_REQUIREMENT_:
Output the data that follows exactly, line for line.

------------------------------

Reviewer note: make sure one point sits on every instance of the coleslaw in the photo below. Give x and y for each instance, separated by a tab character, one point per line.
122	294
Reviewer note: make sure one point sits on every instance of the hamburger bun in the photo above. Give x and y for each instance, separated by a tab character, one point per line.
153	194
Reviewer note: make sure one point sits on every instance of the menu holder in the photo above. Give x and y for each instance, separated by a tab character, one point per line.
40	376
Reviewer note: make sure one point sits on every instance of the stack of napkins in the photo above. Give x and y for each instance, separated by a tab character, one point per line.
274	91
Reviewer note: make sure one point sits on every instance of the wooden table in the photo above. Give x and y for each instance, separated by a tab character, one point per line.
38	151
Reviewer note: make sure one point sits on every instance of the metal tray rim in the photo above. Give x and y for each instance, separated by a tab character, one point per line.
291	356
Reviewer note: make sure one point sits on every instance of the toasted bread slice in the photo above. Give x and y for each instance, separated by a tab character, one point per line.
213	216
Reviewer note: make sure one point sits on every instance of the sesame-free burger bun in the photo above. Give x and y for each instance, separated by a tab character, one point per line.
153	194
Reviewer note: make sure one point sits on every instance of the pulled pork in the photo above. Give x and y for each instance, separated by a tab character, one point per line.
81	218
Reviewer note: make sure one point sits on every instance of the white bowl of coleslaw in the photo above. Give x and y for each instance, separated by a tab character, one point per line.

------------------------------

_RESULT OF THE TASK_:
Reviewer note: make sure one point sits on every instance of the coleslaw in the photo below. Give x and y for each instance, separated by a tab character, one point per line.
122	294
Reviewer note: make sure one point sits on every instance of the hamburger bun in the photo above. Give x and y for each instance, separated by a tab character, one point per line.
153	194
Reviewer note: make sure one point sits on every instance of the menu holder in the photo above. Give x and y for each instance, separated by a tab character, one point per line.
40	376
Reviewer note: make sure one point sits on every instance of the stack of napkins in the photo above. Give x and y for each instance, separated by a tab character, one point per line.
274	91
Reviewer note: make sure one point sits on every instance of the wooden table in the photo above. Give x and y for each instance, separated by a tab character, one point per line.
38	151
Reviewer note: make sure one point sits on every instance of the metal tray rim in the photo above. Give x and y for each instance, separated by a tab character, one point per line.
291	356
Reviewer note: make sure one point sits on every instance of the toasted bread slice in the photo above. Give x and y for each instance, separated by a tab character, one point per line.
213	216
Reviewer note: make sure one point sits on every instance of the sesame-free burger bun in the photo above. Give x and y for each instance, separated by a tab character, one point per line.
153	194
Reviewer note: make sure one point sits on every instance of the pulled pork in the photo above. Give x and y for each instance, separated by a tab character, one point per line.
81	218
Reviewer note: make sure one point sits on every instance of the white bowl of coleslaw in the photo above. Give x and y for each instance, separated by a tab character, one point per line.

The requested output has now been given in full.